Available records
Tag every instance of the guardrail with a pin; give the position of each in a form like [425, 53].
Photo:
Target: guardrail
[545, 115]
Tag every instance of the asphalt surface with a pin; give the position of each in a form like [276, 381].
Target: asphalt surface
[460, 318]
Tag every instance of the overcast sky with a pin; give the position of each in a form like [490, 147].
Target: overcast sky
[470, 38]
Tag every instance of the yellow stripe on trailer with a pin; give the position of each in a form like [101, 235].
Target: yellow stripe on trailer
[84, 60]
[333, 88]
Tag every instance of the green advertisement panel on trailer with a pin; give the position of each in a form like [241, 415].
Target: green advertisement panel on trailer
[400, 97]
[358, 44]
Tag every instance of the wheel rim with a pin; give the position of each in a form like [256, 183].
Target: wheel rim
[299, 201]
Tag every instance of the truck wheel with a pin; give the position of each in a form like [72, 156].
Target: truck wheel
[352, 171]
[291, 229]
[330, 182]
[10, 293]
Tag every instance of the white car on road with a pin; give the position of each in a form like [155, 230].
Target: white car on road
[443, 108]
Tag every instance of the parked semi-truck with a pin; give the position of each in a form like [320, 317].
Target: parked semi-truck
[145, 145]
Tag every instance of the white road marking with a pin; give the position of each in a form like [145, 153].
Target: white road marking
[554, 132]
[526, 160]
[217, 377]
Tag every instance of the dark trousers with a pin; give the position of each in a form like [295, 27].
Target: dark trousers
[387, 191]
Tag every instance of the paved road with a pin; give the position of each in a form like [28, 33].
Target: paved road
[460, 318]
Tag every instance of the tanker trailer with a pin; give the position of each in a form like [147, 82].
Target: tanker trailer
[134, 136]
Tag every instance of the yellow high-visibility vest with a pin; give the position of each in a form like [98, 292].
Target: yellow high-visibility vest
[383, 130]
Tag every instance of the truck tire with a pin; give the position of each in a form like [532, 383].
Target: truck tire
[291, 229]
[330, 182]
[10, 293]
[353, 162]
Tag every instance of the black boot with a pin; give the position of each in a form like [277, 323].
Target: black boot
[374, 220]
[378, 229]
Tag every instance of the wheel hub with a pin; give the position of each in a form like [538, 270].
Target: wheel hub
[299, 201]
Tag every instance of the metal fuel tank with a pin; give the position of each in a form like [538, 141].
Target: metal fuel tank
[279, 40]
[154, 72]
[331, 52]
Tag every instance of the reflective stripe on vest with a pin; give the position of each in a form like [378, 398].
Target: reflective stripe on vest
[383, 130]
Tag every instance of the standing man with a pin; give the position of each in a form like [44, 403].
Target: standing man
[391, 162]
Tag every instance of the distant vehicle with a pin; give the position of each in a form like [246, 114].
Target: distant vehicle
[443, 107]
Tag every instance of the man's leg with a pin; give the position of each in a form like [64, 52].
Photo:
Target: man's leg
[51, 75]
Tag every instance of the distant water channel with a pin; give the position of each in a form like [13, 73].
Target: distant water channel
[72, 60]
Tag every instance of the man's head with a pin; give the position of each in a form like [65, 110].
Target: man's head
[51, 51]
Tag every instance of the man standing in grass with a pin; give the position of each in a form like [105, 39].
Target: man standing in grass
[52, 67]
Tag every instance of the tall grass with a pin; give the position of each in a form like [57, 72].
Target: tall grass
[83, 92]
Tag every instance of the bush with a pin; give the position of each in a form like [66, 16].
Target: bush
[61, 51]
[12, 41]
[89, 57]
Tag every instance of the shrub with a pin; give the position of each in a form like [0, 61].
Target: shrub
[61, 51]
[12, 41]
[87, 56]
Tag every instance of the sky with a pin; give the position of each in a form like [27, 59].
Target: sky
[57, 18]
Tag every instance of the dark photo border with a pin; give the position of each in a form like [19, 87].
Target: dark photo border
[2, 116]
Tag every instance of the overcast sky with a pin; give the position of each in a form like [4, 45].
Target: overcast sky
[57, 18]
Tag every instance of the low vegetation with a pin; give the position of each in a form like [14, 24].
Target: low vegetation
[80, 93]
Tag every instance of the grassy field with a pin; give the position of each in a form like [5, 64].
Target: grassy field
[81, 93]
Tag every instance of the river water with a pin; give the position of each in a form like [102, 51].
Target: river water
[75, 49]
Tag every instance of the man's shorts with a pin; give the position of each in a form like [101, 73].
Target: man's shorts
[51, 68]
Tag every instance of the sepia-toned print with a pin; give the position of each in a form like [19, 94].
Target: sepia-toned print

Given task
Transcribe all of the rows above verbatim, preserving every character, bracket, and line break.

Written solution
Tag every instance of the guardrail with a pin; give the position of each in a form like [425, 53].
Photo:
Target: guardrail
[545, 115]
Tag every instance of the asphalt surface with a pin; give the position of each in a form like [276, 381].
Target: asphalt surface
[460, 318]
Tag every instance of the overcast sky with a pin; give the position of each in a form like [490, 147].
Target: overcast sky
[470, 38]
Tag every instance of the yellow stripe on trailer with a pin; give the position of each in a form like [101, 235].
Target: yellow stripe on trailer
[84, 60]
[333, 88]
Tag every instance of the green advertisement panel on trailer with a pin; give the position of each in a form like [241, 415].
Target: green advertisement panel on trailer
[400, 97]
[358, 44]
Tag every instance of the wheel rim with a pin; give the position of each in a form like [256, 183].
Target: wheel rim
[299, 201]
Tag every instance of the truck wheel with a pin; give the position of each in a form like [72, 156].
Target: truck wheel
[352, 171]
[291, 229]
[330, 182]
[10, 293]
Tag every instance of the white car on road with a pin; give the position of each in a form like [155, 230].
Target: white car on road
[443, 108]
Tag every instance of the parked semi-truck with a pin; give the position of each in a form like [320, 317].
Target: parked semi-truck
[145, 145]
Tag every instance of the white road marking with a pin; give the position of each in a form like [145, 153].
Target: white road marking
[554, 132]
[526, 160]
[217, 377]
Tag every instance of the dark trousers with a pin; give the position of each in a form like [295, 27].
Target: dark trousers
[387, 191]
Tag every instance of the paved road with a pin; give the position of each in a form like [28, 33].
Target: paved road
[460, 318]
Tag every instance of the tanker trailer with a pin; give the position of each in a form like [147, 82].
Target: tanker trailer
[134, 136]
Tag every instance of the yellow high-visibility vest with a pin; give the position of each in a form like [98, 292].
Target: yellow high-visibility vest
[383, 130]
Tag every instance of the truck tire with a pin; give the position of each in a form like [532, 383].
Target: truck tire
[291, 229]
[330, 182]
[10, 293]
[353, 162]
Tag every instance of the black boot with a pin; give the position of each in a form like [277, 323].
Target: black boot
[374, 220]
[378, 229]
Tag every instance of the wheel hub with a pin; give the position of each in a form like [538, 270].
Target: wheel hub
[299, 201]
Tag every instance of the metal fuel tank with a pin; give the position of each in a form like [538, 141].
Target: metal fuel tank
[279, 40]
[154, 72]
[331, 52]
Tag every instance of the reflective stripe on vest with a pin; give the position of each in a form like [378, 398].
Target: reflective stripe on vest
[383, 130]
Tag every instance of the standing man with a pin; give the position of each in a form like [44, 403].
Target: standing man
[391, 162]
Tag every instance of the distant vehicle with a pin; give the position of each in a form like [246, 114].
Target: distant vehicle
[443, 107]
Tag every instance of the man's leg with a pin; give the position of each in a form like [64, 52].
Photo:
Target: man's leg
[51, 75]
Tag every instance of the distant water channel with a pin; give the position of each in a form like [13, 73].
Target: distant water channel
[72, 60]
Tag every instance of the man's head with a pin; give the position of each in a form like [65, 110].
Target: man's head
[51, 51]
Tag every instance of the man standing in grass with a pin; give the position of each in a form like [105, 39].
Target: man standing in grass
[52, 67]
Tag every instance of the tall grass with a pin; give the position of each in a form like [57, 72].
Target: tall grass
[83, 92]
Tag every instance of the bush with a pin; give the position of each in a form like [66, 16].
Target: bush
[61, 51]
[12, 41]
[89, 57]
Tag every instance of the shrub with a pin; give the position of each in a form like [0, 61].
Target: shrub
[61, 51]
[12, 41]
[87, 56]
Tag every instance of the sky with a pin; give the position of each in a form like [27, 59].
Target: sky
[57, 18]
Tag every instance of the dark photo border with a pin; give the position of each in a form like [19, 87].
Target: dark photo border
[2, 116]
Tag every instance of the overcast sky with a pin; give the position of each in a form like [4, 45].
Target: overcast sky
[57, 18]
Tag every instance of the low vegetation with a pin; give the position of each in a form like [14, 24].
Target: low vegetation
[80, 93]
Tag every instance of the grassy field with a pin; give the position of each in a form like [5, 64].
Target: grassy field
[81, 93]
Tag every instance of the river water with a pin; give the position of each in a form like [102, 51].
Target: river water
[75, 49]
Tag every instance of the man's shorts with a pin; give the position of each in a form like [101, 73].
Target: man's shorts
[51, 68]
Tag every instance of the sepia-toned print with a pin; give the position of each in a form like [19, 94].
Target: sepia-toned print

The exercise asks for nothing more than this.